### WHAT THE TASK REQUIRES:
The entries are to be returned exactly as written.

⟨

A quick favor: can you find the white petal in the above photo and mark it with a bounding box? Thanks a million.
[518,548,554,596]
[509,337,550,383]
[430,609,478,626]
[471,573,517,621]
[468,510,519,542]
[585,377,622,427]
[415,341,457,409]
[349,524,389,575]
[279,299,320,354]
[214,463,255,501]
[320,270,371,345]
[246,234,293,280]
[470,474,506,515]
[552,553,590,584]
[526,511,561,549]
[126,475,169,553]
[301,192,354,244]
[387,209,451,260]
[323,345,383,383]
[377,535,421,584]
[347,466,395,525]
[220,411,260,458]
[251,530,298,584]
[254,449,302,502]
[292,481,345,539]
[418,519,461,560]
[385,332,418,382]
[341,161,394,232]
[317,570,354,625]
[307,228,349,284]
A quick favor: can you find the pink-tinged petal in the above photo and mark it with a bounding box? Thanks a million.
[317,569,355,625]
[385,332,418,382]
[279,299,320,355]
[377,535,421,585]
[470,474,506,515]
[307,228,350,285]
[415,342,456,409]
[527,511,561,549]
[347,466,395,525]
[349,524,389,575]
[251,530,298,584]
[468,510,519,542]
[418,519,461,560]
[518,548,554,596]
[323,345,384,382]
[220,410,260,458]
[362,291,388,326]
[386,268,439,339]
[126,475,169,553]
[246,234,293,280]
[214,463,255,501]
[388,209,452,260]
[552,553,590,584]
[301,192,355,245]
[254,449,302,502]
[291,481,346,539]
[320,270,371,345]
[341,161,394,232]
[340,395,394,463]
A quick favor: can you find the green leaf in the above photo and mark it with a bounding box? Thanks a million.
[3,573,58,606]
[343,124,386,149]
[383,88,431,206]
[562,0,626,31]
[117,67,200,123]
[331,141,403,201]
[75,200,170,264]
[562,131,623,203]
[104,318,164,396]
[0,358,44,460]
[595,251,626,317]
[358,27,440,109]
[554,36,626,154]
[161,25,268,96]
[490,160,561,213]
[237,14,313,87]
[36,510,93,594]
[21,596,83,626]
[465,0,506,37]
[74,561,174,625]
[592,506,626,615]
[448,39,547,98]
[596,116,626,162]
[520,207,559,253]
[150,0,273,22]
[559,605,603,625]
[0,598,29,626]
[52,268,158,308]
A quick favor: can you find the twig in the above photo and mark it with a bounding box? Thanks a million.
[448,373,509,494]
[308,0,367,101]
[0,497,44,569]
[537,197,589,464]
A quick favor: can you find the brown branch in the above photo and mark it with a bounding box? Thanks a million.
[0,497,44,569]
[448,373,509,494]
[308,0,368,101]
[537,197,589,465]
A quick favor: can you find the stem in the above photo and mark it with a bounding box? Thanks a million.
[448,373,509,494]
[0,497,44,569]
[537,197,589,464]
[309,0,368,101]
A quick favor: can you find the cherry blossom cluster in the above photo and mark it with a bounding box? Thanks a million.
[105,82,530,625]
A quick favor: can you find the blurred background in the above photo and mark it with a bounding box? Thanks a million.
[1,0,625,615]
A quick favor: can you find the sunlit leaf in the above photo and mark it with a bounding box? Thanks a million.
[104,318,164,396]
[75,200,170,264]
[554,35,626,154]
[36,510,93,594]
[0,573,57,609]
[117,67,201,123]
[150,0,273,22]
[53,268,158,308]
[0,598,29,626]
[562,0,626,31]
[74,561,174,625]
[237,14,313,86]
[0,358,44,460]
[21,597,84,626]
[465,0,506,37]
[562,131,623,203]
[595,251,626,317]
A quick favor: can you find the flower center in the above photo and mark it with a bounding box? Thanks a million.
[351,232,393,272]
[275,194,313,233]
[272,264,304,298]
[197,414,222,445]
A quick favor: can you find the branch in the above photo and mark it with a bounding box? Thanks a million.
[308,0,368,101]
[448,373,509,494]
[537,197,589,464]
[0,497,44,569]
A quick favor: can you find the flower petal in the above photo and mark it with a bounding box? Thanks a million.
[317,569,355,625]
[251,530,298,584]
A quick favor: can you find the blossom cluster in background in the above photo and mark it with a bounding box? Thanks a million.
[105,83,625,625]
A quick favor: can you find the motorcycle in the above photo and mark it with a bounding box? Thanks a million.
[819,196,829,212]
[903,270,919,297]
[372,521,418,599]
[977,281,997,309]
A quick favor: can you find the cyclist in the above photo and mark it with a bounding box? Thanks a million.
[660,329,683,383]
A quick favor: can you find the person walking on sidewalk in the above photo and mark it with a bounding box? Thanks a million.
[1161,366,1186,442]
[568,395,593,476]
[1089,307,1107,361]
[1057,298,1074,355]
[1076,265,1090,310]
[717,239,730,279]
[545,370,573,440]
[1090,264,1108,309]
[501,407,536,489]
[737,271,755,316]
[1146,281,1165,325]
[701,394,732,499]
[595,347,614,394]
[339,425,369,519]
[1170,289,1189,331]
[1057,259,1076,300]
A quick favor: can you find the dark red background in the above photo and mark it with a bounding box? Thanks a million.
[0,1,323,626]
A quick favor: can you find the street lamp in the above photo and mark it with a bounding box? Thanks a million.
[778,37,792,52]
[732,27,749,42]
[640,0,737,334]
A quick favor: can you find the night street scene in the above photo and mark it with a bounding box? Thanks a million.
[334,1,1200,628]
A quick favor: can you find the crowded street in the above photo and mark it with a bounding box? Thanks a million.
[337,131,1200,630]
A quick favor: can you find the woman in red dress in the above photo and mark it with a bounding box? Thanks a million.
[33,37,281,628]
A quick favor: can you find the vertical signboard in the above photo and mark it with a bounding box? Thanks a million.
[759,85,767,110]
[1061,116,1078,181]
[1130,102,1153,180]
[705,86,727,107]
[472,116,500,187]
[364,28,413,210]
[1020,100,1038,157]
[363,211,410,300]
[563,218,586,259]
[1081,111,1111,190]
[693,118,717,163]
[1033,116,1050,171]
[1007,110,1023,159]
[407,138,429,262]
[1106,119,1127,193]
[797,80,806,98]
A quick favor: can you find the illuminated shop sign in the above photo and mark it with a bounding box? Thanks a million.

⟩

### ANSWER SECTION:
A quick favor: can you find the white petal in the above photo and mark it with a bounding box? Thanks a million.
[518,548,554,596]
[509,337,550,383]
[430,609,478,626]
[471,573,517,621]
[468,510,519,542]
[585,377,622,427]
[415,341,457,409]
[349,524,389,575]
[279,299,320,354]
[214,463,255,501]
[320,270,371,345]
[246,234,293,280]
[470,474,506,515]
[552,553,590,584]
[526,511,561,549]
[126,475,169,553]
[301,192,354,244]
[387,209,451,260]
[323,345,383,383]
[377,535,421,584]
[347,466,395,525]
[220,411,260,458]
[251,530,298,584]
[254,449,302,502]
[292,481,345,539]
[418,519,461,560]
[385,332,418,382]
[341,161,394,232]
[317,570,354,625]
[307,228,349,284]
A quick favor: can you find the pink-tinged petal in the above photo and mark it with a bounding box? Thanks a million.
[317,569,355,625]
[385,332,418,382]
[279,299,320,355]
[377,535,421,585]
[470,474,506,515]
[307,228,350,285]
[415,342,456,409]
[527,511,561,549]
[347,466,395,525]
[349,524,389,575]
[251,530,298,584]
[468,510,519,542]
[418,519,461,560]
[518,548,554,596]
[323,345,384,382]
[220,410,260,458]
[362,291,388,326]
[386,268,439,339]
[126,475,169,553]
[246,234,293,280]
[214,463,255,501]
[388,209,452,260]
[552,553,590,584]
[301,192,355,245]
[254,449,302,502]
[291,481,346,539]
[320,270,371,345]
[341,161,394,232]
[340,395,394,463]
A quick favor: can you find the green leaf in the above photo and mark it with a bounding box? Thanks a million.
[3,573,58,606]
[343,124,386,149]
[383,88,431,206]
[562,0,626,31]
[117,67,200,123]
[331,141,403,201]
[75,200,170,264]
[562,131,623,203]
[104,318,164,396]
[0,358,44,460]
[595,251,626,317]
[358,27,440,109]
[554,36,626,154]
[161,25,268,96]
[490,160,561,213]
[237,14,313,87]
[36,510,93,594]
[21,596,83,626]
[465,0,506,37]
[74,561,174,625]
[592,506,626,615]
[448,39,547,98]
[596,116,626,162]
[520,207,559,253]
[150,0,273,22]
[559,605,603,625]
[0,598,29,626]
[52,268,158,308]
A quick favor: can you find the twig in the above photo and mark it with a bounding box? Thanks a million.
[448,373,509,494]
[308,0,367,101]
[0,497,44,569]
[537,197,589,464]
A quick favor: can you find the brown branch in the above photo and mark it with a bounding box? Thanks a million.
[0,497,44,569]
[448,373,509,494]
[308,0,368,101]
[537,197,589,465]
A quick favor: can you find the stem in the above photo and mark it with a bounding box? Thanks a million.
[448,373,509,494]
[0,497,44,569]
[537,197,589,464]
[309,0,368,101]
A quick favor: can you find the cherry blossom cluster in the above photo and mark it with a bounding box? Thanks a million.
[105,82,530,625]
A quick favor: can you find the blurred background in the above photo and mark it with a bounding box? Thanks a million.
[1,0,625,615]
A quick favor: can you find the sunlit leaf in the above photo and mark it with a bounding box? Thanks a million.
[104,318,164,396]
[75,200,170,264]
[554,35,626,154]
[36,510,93,594]
[0,573,57,609]
[117,67,201,123]
[150,0,273,22]
[53,268,158,308]
[0,598,29,626]
[562,0,626,31]
[74,561,174,625]
[237,14,313,86]
[0,358,44,460]
[21,597,84,626]
[465,0,506,37]
[562,131,623,203]
[595,251,626,317]
A quick favor: can you find the flower center in the above photo and mark it with a bounding box? Thanks a million.
[351,232,393,272]
[275,194,313,233]
[272,264,304,298]
[197,414,222,445]
A quick favor: can you find the branch in the above photo and mark it with a bounding box? Thanks a million.
[308,0,368,101]
[448,373,509,494]
[537,197,589,464]
[0,497,44,569]
A quick favor: can you find the flower petal in the above photo and mark it with a bounding box? Thanks a million.
[317,569,355,625]
[251,530,298,584]
A quick favor: can you find the blossom cluster in background in the above photo and mark it with a bounding box? Thanks a million.
[105,83,625,625]
A quick favor: can you find the motorcycle in the above photo and mark it with a bounding box? Thanks a million.
[819,196,829,212]
[903,270,919,297]
[372,521,418,599]
[977,281,997,309]
A quick favor: can you find the cyclist in the above photo and mark it with a bounding box? Thanks a million.
[660,329,683,383]
A quick favor: can you find the person walking on sidewalk in the above photo and mark it with a bounding box? Thanks a million.
[1161,366,1186,442]
[568,395,593,476]
[1089,307,1107,361]
[1057,298,1074,355]
[1076,265,1090,310]
[717,239,730,279]
[545,370,573,440]
[1090,264,1108,309]
[501,407,536,489]
[737,271,755,316]
[1146,281,1165,325]
[701,394,732,499]
[595,347,614,394]
[339,425,369,519]
[1170,289,1189,331]
[1057,259,1076,300]
A quick favor: can you find the dark red background in the above photo and mark it with a bounding box? Thanks a million.
[0,1,323,626]
A quick favor: can you find the street lamp in the above photo and mark it with a bounding box? Thanks a million.
[778,37,792,52]
[732,27,749,42]
[640,0,737,334]
A quick favor: can you find the night street scene in the above photo and mark it with a bounding box? Thanks a million.
[334,1,1200,628]
A quick favor: can you find the crowded street in the above photo and mark it with a bounding box? Thanks a million.
[337,131,1200,630]
A quick favor: can you find the woman in red dress in the above photo and mark it with a bounding box? Thanks a million.
[33,37,281,628]
A quick favor: can you find the vertical signboard in the above photo and mark it with a bounding box? Thanks a million.
[759,85,767,110]
[1061,116,1078,181]
[1130,102,1153,180]
[705,86,727,107]
[472,116,500,187]
[364,28,413,210]
[1020,100,1038,157]
[363,211,410,300]
[563,218,586,259]
[1081,111,1111,190]
[693,118,717,163]
[1033,116,1050,171]
[1007,110,1023,159]
[407,138,429,262]
[1106,119,1127,193]
[797,80,806,98]
A quick favor: can you find the illuminated shop sign in the above photo and mark it with a bounding box? Thanks a million.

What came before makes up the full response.